## Start Page extract
In [2]:
import numpy as np
import pandas as pd

import numba
import iqplot
import colorcet
import bokeh.io
bokeh.io.output_notebook()

## Calculate p-values
Null hypothesis: Male and female SHERPies have the same number of Twitter followers.

In [20]:
df = pd.read_csv('SHERP_tweeter_data_clean.csv')
df.tail()

Unnamed: 0,gender,name,display_name,bio,favorites_count,followers_count,list_memberships,tweets_retweets_count,following_count,acct_created,location
255,f,LauraGeggel,Laura Geggel,"b""Im a transplanted Seattleite living in New Y...",5562,2946,100,3886,4985,2/4/2008 19:46,New York
256,f,CatherineDold,Catherine Dold,Freelance writer/editor #health #biopharm #add...,281,1468,125,1829,1687,2/2/2008 18:31,"Boulder, Colorado"
257,m,kerthan,Ker Than,Sci writer with interests spanning anthropolog...,118,902,78,557,842,1/24/2008 16:26,California
258,f,karina4848,karina4848,Editor of Scholastic MATH (an awesome math mag...,0,81,8,385,90,12/14/2007 3:16,"New York, NY"
259,f,lindy2350,Melinda Wenner Moyer,Science journalist. Contributing editor @SciAm...,16180,13900,624,5181,3904,9/4/2007 19:33,"Hudson Valley, NY"


In [27]:
df.shape

(260, 11)
## End Page extract
Tasks for this exercise =
1/ Answer these questions from the notebook extract:
(a) What null hypothesis does it state?
(b) Which CSV file is read into the data frame?
(c) What output does df.shape produce?
2/ Please copy the stretch of the notebook extract from "## Calculate p-values" through "df = pd.read_csv('SHERP_tweeter_data_clean.csv')" word for word.
## Start Provided material
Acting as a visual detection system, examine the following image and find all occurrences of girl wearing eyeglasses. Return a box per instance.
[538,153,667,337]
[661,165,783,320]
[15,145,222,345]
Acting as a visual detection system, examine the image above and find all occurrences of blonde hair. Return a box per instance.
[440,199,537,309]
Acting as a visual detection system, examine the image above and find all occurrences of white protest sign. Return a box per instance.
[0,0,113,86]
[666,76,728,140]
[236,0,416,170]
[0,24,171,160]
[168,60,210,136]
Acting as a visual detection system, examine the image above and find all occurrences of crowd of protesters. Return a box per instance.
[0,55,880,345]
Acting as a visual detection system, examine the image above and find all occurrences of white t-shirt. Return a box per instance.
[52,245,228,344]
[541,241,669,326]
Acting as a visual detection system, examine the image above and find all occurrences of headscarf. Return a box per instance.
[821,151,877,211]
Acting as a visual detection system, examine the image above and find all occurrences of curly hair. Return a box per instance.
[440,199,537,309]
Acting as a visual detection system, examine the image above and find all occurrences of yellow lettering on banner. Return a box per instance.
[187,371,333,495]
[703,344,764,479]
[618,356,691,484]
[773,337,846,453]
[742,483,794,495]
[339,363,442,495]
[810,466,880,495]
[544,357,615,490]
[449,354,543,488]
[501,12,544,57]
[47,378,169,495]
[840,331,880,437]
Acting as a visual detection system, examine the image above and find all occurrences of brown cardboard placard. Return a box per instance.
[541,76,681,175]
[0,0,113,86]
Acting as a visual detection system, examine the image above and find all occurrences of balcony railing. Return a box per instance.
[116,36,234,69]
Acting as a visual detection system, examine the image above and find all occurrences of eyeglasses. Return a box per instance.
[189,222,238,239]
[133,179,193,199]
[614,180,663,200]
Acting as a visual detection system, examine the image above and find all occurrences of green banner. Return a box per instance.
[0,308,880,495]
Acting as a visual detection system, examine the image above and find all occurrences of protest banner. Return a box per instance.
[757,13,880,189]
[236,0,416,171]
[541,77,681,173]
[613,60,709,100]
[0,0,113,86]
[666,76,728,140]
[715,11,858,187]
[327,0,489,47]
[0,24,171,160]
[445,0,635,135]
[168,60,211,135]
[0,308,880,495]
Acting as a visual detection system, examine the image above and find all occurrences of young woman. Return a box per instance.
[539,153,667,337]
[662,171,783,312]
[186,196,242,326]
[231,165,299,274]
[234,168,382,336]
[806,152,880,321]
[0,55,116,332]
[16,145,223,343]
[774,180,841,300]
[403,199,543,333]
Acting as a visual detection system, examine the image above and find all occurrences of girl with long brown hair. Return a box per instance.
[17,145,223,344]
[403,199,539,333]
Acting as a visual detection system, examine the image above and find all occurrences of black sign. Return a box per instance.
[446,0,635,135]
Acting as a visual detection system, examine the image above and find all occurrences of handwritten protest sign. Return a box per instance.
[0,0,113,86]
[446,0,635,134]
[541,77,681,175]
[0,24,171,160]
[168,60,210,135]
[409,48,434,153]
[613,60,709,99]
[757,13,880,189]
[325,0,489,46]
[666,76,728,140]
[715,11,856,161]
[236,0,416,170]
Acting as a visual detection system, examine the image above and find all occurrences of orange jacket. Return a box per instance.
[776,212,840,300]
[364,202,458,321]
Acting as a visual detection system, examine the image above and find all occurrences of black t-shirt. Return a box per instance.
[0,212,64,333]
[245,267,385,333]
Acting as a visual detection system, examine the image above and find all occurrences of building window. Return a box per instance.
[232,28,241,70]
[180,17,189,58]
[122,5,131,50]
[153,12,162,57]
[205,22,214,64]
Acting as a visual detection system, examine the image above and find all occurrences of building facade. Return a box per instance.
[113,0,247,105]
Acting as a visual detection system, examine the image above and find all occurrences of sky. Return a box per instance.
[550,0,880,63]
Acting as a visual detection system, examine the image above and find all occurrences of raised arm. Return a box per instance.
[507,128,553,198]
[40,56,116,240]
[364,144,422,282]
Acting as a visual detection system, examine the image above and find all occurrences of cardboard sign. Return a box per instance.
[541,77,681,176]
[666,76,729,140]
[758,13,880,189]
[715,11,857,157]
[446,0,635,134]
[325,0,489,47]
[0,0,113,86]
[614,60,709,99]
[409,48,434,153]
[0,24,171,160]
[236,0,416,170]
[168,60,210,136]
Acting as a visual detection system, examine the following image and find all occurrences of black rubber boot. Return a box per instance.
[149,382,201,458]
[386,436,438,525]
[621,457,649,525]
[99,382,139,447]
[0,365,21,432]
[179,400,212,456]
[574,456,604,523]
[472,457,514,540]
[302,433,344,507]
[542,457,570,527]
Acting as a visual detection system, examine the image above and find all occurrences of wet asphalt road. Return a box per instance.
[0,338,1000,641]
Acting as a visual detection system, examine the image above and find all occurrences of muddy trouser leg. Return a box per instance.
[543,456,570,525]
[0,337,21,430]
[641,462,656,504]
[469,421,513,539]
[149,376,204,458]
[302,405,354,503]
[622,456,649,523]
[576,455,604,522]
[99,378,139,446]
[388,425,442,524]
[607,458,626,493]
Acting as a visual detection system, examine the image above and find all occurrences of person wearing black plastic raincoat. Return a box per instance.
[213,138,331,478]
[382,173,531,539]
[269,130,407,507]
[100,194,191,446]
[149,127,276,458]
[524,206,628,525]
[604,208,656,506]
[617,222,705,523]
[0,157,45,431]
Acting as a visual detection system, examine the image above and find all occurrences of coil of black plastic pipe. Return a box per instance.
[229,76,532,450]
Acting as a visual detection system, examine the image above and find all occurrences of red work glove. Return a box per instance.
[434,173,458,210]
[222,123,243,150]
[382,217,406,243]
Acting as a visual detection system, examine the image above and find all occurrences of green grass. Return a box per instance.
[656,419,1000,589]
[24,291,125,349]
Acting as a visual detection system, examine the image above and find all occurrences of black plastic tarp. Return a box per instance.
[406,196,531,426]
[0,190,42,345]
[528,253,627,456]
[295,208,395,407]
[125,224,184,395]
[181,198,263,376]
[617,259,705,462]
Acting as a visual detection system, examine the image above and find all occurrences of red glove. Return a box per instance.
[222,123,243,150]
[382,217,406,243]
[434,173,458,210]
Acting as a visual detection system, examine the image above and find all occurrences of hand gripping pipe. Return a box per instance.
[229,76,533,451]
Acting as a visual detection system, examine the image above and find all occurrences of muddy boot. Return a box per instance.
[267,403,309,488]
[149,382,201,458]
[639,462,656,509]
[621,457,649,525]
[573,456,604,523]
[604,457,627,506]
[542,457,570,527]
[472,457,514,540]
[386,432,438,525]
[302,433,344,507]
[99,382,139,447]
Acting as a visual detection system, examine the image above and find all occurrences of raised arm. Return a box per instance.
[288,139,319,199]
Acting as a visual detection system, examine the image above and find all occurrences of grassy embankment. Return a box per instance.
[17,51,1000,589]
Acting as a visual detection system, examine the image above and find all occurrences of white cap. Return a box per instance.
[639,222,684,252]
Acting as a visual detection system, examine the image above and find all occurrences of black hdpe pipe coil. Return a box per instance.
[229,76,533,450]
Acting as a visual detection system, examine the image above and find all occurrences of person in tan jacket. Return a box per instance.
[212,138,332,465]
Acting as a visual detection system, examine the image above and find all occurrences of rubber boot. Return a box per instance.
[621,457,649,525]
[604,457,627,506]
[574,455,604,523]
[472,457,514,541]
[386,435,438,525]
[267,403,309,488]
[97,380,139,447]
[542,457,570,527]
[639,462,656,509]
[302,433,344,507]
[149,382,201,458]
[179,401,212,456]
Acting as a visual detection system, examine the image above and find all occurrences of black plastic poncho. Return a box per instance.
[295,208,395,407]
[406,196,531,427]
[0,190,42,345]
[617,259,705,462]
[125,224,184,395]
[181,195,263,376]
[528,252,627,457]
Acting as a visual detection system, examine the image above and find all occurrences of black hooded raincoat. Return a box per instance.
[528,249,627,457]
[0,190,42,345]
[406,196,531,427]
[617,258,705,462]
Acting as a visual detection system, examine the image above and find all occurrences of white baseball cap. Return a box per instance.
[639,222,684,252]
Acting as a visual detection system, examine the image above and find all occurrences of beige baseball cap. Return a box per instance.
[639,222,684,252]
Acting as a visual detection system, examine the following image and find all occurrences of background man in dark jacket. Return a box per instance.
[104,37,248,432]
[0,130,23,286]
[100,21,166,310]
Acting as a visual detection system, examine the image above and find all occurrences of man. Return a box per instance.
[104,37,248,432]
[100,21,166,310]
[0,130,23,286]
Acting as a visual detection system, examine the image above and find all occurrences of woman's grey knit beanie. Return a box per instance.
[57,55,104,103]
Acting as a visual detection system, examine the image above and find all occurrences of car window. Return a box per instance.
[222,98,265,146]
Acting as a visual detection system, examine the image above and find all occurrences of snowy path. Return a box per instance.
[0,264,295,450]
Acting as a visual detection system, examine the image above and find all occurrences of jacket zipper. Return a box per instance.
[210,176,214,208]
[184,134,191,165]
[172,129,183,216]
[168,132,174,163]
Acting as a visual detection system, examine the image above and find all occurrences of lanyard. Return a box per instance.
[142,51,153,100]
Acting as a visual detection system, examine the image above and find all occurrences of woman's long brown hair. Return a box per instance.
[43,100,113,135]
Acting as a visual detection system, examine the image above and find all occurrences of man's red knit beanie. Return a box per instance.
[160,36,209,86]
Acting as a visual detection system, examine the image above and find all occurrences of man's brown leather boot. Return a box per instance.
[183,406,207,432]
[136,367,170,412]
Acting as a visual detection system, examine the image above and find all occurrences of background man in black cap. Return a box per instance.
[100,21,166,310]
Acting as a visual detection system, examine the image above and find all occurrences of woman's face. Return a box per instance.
## End Provided material
Expected outputs =
1/
(a) Male and female SHERPies have the same number of Twitter followers.
(b) SHERP_tweeter_data_clean.csv
(c) (260, 11)

2/
## Calculate p-values
Null hypothesis: Male and female SHERPies have the same number of Twitter followers.

In [20]:
df = pd.read_csv('SHERP_tweeter_data_clean.csv')